▶ [Extrait du texte]
------------

22e compétition labo
Le paradoxe de la nuit noire
Avec les lumières des villes, le monde contemporain est en train de « tuer » la nuit. Dans certaines cosmogonies, elle est à l’origine même du monde : c’est l’archétype de la matrice de l’obscurité du ventre de la mère. Dans d’autres, la nuit est le lieu de la fin, le symbole de la mort, les ténèbres du tombeau. Mais aussi la nuit qui se fait dans la salle de cinéma avant la projection du film. Avec El Sembrador de Estrellas, Lois Patiño sublime ces réflexions, arrivant même à glisser une touche de Blade Runner version Ridley Scott dans son Tokyo fantasmé. On trouvait déjà ces somptueuses ambiances nocturnes dans Montaña en Sombra (prix spécial du jury labo Clermont-Fd 2014) projeté l’année dernière dans la rétrospective Espagne et visible dans le coffret 20 ans de labo disponible à la boutique du festival.

------------

▶ [Données fournies]
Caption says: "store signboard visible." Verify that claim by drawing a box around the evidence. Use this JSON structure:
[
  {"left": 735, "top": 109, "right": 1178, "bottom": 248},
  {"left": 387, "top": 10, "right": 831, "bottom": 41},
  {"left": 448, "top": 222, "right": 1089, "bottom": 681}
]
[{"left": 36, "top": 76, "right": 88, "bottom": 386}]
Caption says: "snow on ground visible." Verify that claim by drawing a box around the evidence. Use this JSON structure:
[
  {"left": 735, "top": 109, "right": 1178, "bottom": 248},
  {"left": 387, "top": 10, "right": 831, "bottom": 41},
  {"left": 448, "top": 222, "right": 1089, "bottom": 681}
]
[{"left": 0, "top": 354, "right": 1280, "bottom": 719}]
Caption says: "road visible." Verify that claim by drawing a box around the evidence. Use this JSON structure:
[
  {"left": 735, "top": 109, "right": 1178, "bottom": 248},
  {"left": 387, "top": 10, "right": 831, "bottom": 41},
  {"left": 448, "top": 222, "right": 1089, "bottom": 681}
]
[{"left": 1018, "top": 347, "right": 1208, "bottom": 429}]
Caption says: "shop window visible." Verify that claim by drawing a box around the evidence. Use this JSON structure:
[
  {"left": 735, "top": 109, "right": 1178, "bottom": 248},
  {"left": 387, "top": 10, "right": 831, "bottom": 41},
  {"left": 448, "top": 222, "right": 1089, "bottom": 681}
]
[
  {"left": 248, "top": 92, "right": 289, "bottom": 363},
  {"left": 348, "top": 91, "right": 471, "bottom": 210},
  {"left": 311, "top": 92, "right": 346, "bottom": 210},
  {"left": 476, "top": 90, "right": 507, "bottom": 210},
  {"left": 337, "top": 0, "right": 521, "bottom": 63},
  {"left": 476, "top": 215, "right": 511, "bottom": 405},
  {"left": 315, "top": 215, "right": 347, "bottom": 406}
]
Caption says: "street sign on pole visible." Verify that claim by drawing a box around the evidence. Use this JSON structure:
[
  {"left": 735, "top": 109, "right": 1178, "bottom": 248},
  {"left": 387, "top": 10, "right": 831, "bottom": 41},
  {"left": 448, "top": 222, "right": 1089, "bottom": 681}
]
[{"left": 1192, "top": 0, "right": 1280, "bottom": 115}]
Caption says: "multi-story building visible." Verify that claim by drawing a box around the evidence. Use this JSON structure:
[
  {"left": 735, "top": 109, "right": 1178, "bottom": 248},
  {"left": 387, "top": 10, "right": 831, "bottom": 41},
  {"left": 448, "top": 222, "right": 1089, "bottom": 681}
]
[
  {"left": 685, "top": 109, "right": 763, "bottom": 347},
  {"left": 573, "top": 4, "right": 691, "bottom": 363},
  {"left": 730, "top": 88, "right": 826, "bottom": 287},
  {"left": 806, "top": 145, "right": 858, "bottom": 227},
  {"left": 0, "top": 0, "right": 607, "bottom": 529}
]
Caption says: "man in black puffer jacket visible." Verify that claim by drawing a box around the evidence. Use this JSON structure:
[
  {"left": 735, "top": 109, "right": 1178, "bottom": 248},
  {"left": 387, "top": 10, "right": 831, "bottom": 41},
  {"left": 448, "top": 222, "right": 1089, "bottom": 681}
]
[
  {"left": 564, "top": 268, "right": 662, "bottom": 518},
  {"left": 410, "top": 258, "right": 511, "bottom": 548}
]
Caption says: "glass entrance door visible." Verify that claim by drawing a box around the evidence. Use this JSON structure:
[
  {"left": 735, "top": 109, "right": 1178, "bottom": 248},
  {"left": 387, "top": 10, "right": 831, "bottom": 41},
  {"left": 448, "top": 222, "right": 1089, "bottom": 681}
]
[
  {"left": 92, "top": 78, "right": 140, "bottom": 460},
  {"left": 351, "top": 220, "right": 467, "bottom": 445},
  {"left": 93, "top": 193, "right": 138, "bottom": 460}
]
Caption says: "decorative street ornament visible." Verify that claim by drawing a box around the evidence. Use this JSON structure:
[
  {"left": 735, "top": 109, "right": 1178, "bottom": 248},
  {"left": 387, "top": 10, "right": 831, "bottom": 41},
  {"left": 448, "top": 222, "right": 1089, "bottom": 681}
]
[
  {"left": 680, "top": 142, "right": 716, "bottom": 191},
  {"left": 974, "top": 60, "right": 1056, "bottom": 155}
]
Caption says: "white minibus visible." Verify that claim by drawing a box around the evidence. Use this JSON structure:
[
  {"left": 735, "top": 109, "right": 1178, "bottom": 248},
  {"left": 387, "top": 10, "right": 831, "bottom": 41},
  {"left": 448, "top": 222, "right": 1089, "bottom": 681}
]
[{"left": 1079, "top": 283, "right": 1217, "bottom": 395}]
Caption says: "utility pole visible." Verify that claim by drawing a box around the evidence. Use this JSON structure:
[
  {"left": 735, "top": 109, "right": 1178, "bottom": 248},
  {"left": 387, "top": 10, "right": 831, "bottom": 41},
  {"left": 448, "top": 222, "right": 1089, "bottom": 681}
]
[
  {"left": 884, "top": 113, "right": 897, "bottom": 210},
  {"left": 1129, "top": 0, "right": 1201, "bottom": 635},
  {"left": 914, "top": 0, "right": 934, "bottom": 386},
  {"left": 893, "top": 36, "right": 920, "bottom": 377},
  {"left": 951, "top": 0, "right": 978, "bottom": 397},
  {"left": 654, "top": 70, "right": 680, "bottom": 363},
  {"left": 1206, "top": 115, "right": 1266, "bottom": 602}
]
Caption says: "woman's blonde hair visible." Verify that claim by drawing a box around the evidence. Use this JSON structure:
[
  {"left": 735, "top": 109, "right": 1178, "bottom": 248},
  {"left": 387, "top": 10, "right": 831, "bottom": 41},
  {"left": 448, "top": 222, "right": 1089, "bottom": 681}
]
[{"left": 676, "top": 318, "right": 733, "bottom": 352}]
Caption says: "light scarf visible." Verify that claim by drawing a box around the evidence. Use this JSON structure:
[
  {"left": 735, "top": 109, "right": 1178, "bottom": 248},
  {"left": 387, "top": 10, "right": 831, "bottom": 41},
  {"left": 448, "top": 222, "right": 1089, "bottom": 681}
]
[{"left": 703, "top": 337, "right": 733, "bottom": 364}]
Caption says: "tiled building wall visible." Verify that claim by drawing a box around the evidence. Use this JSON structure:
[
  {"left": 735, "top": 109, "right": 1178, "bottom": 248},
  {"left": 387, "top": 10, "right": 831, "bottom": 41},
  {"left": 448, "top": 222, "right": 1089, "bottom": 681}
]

------------

▶ [Consigne] Restituez intégralement le texte sur le paradoxe de la nuit noire, sans y apporter la moindre modification. Les lignes ci-dessus constituent un matériau distinct du texte.

▶ [Solution]
22e compétition labo
Le paradoxe de la nuit noire
Avec les lumières des villes, le monde contemporain est en train de « tuer » la nuit. Dans certaines cosmogonies, elle est à l’origine même du monde : c’est l’archétype de la matrice de l’obscurité du ventre de la mère. Dans d’autres, la nuit est le lieu de la fin, le symbole de la mort, les ténèbres du tombeau. Mais aussi la nuit qui se fait dans la salle de cinéma avant la projection du film. Avec El Sembrador de Estrellas, Lois Patiño sublime ces réflexions, arrivant même à glisser une touche de Blade Runner version Ridley Scott dans son Tokyo fantasmé. On trouvait déjà ces somptueuses ambiances nocturnes dans Montaña en Sombra (prix spécial du jury labo Clermont-Fd 2014) projeté l’année dernière dans la rétrospective Espagne et visible dans le coffret 20 ans de labo disponible à la boutique du festival.